▶ Page text:
/---
Anthropic shipped auto mode for Claude Code this week. Instead of asking permission for every file write and bash command, Claude now uses internal safety classifiers to approve or block actions on its own. It’s positioned as the middle ground between the default mode (where you approve everything) and --dangerously-skip-permissions (where you approve nothing and hope for the best).

I use Claude Code with custom permission rules — hooks that gate specific actions, allowlists for safe operations, blocks on anything destructive. Auto mode is essentially Anthropic building that logic into the model itself, so developers who don’t configure their own guardrails still get some.

The interesting tension here isn’t about this specific feature. It’s about where we’re heading on the autonomy spectrum. Every developer tool that uses AI agents is going to hit this exact design problem: too many permission prompts and nobody uses it, too few and someone loses a directory.
\---
▶ Activities:
1. Read the passage on Claude Code's auto mode and decide whether each statement agrees with it. For each, answer yes or no and quote the deciding words. (a) Auto mode uses internal safety classifiers to approve or block actions. (b) In the default mode, the user approves nothing. (c) The writer uses Claude Code with custom permission rules.
2. According to the passage on Claude Code's auto mode, why will every developer tool that uses AI agents face the same design problem? Answer in one to three sentences.
3. Write the next part of the passage on Claude Code's auto mode, starting after its last sentence.

▶ Dataset:
/---
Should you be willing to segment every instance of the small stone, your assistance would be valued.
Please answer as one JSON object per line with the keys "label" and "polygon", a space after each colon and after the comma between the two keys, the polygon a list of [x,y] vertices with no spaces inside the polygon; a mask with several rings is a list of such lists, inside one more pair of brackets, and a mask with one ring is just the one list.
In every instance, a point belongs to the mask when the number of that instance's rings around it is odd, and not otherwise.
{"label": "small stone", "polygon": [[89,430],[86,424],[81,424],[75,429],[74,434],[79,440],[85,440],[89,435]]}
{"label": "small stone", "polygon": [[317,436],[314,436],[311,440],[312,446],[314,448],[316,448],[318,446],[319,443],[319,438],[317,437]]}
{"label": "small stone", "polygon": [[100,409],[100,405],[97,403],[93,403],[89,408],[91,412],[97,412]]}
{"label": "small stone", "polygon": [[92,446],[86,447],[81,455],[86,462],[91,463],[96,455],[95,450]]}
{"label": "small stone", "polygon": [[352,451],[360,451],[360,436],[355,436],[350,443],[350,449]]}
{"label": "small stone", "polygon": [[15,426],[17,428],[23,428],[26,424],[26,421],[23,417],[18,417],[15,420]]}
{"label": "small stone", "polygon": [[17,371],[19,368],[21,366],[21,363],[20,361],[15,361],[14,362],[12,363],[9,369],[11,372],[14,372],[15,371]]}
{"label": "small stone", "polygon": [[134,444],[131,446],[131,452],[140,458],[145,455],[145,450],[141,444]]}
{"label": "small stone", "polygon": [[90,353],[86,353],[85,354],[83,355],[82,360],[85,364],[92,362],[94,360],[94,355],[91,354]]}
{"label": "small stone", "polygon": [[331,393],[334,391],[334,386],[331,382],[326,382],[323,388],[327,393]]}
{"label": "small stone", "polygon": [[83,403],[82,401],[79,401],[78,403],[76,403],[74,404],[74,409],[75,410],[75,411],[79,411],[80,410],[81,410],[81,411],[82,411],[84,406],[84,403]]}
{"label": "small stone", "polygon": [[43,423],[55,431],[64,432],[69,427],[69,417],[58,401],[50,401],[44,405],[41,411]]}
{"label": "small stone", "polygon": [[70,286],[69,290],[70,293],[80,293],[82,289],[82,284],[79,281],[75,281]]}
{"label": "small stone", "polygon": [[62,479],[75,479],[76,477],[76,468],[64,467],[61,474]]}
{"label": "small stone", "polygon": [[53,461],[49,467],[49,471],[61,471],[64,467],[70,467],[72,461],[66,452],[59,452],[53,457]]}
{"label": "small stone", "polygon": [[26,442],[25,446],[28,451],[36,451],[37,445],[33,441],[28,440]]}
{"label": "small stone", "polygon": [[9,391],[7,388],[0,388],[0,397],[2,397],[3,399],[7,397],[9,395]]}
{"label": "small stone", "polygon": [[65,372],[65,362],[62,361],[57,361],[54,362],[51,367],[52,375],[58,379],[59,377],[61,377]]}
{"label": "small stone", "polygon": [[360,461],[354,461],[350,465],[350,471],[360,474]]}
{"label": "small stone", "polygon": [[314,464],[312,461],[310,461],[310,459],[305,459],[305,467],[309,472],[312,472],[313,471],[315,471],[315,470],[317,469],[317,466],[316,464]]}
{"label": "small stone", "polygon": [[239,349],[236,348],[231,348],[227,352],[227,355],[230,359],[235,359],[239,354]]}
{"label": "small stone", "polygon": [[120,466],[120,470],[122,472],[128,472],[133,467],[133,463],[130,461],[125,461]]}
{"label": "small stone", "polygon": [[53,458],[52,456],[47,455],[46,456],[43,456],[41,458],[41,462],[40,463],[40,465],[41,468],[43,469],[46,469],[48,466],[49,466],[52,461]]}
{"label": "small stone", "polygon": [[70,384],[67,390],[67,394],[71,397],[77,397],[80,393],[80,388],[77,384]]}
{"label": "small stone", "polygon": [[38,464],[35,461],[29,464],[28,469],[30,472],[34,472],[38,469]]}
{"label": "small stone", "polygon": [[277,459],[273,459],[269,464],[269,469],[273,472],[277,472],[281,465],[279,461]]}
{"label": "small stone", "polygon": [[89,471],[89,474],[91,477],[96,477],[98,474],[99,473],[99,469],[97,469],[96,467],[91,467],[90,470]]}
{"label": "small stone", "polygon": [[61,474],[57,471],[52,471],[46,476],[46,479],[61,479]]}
\---
▶ Expected responses:
1.
(a) Yes: "Claude now uses internal safety classifiers to approve or block actions on its own."
(b) No: "the default mode (where you approve everything)."
(c) Yes: "I use Claude Code with custom permission rules."

2. Such a tool must strike a balance in how often it asks for permission. If it asks too often, nobody uses it. If it asks too rarely, someone loses a directory.

3.
The honest answer is that there’s no universal setting. What’s safe depends entirely on what you’re working on, what you can afford to lose, and how much you trust the model’s judgment in your specific context. Auto mode is a reasonable default for people who haven’t thought about it yet. But if you’re doing serious work, you’ll still want your own rules.

The fact that enough developers were using --dangerously-skip-permissions to make Anthropic build a safer alternative tells you everything about how the autonomy conversation is actually going.